Scientific classification
- Kingdom: Animalia
- Phylum: Chordata
- Infraphylum: Agnatha
- Class: Petromyzontida
- Order: Petromyzontiformes
- Family: Petromyzontidae
- Genus: Caspiomyzon
- Species: C. wagneri
- Binomial name: Caspiomyzon wagneri (Kessler, 1870)
- Synonyms: Petromyzon wagneri Kessler 1870; Agnathomyzon wagneri (Kessler 1870); Agnathomyzon (Haploglossa) caspicus Gratzianov 1907; Haploglossa caspica (Gratzianov 1907);

= Caspian lamprey =

- Authority: (Kessler, 1870)
- Conservation status: LC
- Synonyms: Petromyzon wagneri Kessler 1870, Agnathomyzon wagneri (Kessler 1870), Agnathomyzon (Haploglossa) caspicus Gratzianov 1907, Haploglossa caspica (Gratzianov 1907)

Species of lamprey

The Caspian lamprey, Caspiomyzon wagneri, is a species of lamprey native to the Caspian Sea, and a member of the Petromyzontidae family. This species is a non-parasitic lamprey that feeds on animal carcasses.

== Taxonomy ==
Formerly thought to be the only member of the genus Caspiomyzon, phylogenetic evidence suggests that Eudontomyzon hellenicus and E. graecus (if separate from E. hellenicus) also belong in this genus, and have thus been reclassified as such.

==Description==
The Caspian lamprey is a slim-bodied, eel-like fish that grows to a length of about 40 cm. The longest recorded specimen was 55 cm long and weighed 206 g. Like other lampreys, it has no jaws, but it has a round oral disc surrounding the mouth. Inside this it has several radiating rows of tiny, backward-facing teeth. There is a single nostril near the eyes. There are no gill covers and the seven gill openings are visible just behind the head. The fish has no scales or paired fins, but has two elongated dorsal fins, the hindmost of which nearly joins onto the small tail fin. The Caspian lamprey is a silvery-grey colour.

==Distribution==
The Caspian lamprey is an anadromous fish which spends its adult life in the Caspian Sea and migrates up the Volga, Sura, and other rivers to spawn. It was at one time a common fish caught in nets and fish traps in the lower Volga for extracting fish oil and making candles and later for human consumption. In the early 1900s, 15 to 30 million fish were harvested annually from the lower Volga. It is now an uncommon fish because its migratory routes have been disrupted by dams and construction projects and it can no longer reach its spawning grounds.

^^^^

#### WORK TO BE COMPLETED
Using the Caspian lamprey text, answer each question:
(a) How many gill openings does the fish have?
(b) What length and weight did the longest recorded specimen reach?
(c) How many fish were harvested each year from the lower Volga in the early 1900s?
Base every answer only on the Caspian lamprey text.

^^^^

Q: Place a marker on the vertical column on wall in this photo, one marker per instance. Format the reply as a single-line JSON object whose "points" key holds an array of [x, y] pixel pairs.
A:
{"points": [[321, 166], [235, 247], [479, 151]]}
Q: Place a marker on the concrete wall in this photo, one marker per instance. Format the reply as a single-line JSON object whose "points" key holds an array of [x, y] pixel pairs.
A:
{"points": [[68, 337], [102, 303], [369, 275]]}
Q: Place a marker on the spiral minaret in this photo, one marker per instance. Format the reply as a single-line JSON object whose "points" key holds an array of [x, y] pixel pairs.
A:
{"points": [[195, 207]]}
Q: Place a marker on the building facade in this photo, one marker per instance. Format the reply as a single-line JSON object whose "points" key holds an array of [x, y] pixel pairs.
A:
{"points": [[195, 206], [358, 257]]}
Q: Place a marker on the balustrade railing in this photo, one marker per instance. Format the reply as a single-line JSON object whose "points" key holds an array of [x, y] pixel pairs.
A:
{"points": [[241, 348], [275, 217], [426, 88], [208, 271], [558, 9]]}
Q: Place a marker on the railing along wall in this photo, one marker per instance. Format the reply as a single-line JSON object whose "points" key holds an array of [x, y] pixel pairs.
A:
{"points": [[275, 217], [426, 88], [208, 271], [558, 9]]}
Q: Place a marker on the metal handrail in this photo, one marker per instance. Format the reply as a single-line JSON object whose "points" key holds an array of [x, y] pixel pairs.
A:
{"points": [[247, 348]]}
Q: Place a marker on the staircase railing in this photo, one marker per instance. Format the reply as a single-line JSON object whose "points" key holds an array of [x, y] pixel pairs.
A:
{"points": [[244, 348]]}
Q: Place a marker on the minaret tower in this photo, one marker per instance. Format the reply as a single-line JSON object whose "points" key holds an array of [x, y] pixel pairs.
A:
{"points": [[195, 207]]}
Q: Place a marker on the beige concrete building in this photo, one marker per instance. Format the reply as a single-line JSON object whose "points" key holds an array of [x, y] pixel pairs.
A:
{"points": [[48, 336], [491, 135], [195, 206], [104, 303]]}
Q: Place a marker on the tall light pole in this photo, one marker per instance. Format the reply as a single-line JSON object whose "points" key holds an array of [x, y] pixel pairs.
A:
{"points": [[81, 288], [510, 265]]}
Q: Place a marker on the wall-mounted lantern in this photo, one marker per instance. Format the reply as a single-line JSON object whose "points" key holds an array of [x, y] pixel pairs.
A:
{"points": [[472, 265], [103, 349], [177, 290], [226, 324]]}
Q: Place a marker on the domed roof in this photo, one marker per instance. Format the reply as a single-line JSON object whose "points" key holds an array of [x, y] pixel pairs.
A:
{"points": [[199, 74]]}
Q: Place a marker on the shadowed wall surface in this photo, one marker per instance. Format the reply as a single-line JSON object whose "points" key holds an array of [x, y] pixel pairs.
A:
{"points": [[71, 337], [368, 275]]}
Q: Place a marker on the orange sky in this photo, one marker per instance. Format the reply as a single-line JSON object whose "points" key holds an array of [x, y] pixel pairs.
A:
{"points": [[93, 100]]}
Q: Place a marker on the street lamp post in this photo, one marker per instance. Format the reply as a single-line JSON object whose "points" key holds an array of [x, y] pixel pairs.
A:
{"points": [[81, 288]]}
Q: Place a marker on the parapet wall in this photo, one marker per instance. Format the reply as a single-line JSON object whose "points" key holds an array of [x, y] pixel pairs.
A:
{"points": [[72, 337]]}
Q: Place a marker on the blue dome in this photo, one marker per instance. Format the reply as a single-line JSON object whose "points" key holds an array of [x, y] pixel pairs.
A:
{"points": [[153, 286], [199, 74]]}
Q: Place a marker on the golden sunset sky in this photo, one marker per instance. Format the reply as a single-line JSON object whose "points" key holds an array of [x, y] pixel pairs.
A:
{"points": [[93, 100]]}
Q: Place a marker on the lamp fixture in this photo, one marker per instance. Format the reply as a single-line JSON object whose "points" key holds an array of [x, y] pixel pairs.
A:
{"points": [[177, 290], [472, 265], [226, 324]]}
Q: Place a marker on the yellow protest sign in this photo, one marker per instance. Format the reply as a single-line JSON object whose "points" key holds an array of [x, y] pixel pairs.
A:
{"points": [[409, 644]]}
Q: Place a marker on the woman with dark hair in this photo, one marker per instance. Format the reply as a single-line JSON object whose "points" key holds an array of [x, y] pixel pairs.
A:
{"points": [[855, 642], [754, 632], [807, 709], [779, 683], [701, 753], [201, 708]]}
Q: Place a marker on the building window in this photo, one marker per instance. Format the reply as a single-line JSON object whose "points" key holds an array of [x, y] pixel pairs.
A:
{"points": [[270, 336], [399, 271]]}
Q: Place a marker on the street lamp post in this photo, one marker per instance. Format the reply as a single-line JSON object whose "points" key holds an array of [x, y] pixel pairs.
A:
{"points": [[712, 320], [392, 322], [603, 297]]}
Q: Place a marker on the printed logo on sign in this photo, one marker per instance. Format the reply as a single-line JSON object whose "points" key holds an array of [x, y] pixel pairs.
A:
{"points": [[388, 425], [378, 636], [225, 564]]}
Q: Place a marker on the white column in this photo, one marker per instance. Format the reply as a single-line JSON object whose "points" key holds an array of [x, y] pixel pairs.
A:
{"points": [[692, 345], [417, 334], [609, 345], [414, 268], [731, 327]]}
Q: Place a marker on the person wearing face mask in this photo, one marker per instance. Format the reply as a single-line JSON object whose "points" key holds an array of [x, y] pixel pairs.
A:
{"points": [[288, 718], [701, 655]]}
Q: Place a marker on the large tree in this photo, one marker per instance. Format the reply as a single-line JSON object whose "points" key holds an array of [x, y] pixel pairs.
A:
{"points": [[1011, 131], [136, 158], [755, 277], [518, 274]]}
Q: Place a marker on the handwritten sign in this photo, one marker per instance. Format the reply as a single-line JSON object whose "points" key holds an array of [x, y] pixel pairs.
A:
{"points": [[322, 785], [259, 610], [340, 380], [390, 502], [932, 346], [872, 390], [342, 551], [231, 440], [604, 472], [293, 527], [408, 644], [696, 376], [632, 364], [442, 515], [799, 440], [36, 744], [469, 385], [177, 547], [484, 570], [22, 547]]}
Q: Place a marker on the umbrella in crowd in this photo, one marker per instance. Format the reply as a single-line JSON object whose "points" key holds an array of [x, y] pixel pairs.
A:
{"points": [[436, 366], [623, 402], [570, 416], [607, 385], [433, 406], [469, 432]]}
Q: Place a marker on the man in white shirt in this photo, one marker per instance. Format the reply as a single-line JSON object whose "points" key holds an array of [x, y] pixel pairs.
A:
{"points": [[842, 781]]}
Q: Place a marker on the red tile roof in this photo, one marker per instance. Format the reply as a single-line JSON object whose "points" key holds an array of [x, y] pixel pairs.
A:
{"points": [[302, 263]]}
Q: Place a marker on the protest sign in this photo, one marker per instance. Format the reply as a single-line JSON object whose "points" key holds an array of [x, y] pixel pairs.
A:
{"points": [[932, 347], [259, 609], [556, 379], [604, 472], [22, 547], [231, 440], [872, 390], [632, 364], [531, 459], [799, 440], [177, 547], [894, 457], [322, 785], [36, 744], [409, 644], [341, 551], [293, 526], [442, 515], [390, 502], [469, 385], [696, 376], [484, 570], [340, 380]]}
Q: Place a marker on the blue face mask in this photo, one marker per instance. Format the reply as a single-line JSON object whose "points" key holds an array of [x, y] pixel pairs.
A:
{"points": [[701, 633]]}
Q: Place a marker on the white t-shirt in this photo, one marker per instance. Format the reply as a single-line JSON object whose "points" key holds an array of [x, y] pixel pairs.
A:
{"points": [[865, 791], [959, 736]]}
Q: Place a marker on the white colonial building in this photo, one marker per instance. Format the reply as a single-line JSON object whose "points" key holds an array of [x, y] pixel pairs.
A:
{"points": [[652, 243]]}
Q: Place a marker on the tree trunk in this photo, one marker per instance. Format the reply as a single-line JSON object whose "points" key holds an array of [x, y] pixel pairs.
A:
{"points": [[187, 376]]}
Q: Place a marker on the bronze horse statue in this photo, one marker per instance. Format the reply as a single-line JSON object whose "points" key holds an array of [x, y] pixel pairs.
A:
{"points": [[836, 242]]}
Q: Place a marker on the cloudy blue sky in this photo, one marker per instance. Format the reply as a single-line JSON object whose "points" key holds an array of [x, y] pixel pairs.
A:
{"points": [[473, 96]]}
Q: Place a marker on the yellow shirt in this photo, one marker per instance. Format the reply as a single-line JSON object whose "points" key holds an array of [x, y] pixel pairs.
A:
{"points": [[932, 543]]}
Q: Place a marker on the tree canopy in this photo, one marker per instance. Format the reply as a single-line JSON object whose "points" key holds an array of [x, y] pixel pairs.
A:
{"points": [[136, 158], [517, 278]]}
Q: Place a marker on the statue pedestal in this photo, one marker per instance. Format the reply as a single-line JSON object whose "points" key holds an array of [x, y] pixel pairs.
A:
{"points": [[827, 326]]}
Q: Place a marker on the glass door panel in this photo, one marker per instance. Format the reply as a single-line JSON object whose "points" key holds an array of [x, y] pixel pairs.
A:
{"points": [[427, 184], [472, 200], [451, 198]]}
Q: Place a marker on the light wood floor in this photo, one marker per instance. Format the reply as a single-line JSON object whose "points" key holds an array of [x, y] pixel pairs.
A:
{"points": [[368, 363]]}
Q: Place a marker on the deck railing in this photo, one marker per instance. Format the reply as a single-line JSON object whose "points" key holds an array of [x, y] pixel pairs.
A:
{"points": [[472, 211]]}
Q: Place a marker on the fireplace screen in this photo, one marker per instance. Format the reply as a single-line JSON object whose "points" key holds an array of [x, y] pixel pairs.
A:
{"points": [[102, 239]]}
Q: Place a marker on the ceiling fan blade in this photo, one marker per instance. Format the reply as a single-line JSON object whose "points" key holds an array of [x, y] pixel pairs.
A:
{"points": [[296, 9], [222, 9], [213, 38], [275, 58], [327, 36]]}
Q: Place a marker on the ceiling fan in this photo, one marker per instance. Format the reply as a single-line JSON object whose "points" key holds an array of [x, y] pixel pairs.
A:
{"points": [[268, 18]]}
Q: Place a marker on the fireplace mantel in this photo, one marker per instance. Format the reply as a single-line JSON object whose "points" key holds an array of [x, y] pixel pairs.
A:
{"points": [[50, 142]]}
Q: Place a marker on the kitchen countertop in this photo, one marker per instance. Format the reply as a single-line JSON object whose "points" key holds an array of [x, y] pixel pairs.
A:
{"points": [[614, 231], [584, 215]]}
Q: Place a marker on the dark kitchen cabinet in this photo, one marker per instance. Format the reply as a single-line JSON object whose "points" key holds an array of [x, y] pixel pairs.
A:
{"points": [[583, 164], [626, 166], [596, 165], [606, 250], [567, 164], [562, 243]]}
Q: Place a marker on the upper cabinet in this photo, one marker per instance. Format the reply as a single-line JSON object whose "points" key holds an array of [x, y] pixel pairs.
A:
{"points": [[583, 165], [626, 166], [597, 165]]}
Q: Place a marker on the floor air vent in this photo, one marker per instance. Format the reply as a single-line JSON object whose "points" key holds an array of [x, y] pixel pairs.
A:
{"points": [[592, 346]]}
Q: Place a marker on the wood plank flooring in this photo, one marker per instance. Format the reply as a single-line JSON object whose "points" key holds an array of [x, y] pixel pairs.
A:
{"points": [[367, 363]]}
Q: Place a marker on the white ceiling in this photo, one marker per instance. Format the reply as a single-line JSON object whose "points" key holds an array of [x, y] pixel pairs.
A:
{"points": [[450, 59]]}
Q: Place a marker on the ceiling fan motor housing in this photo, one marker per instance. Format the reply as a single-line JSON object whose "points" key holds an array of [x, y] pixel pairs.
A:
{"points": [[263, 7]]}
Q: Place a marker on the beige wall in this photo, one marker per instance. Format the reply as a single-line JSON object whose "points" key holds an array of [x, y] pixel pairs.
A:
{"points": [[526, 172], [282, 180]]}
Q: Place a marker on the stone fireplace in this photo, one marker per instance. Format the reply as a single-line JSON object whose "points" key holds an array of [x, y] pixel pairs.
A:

^^^^

#### OUTPUT FOR THIS TASK
(a) Seven.
(b) 55 cm long and 206 g.
(c) 15 to 30 million.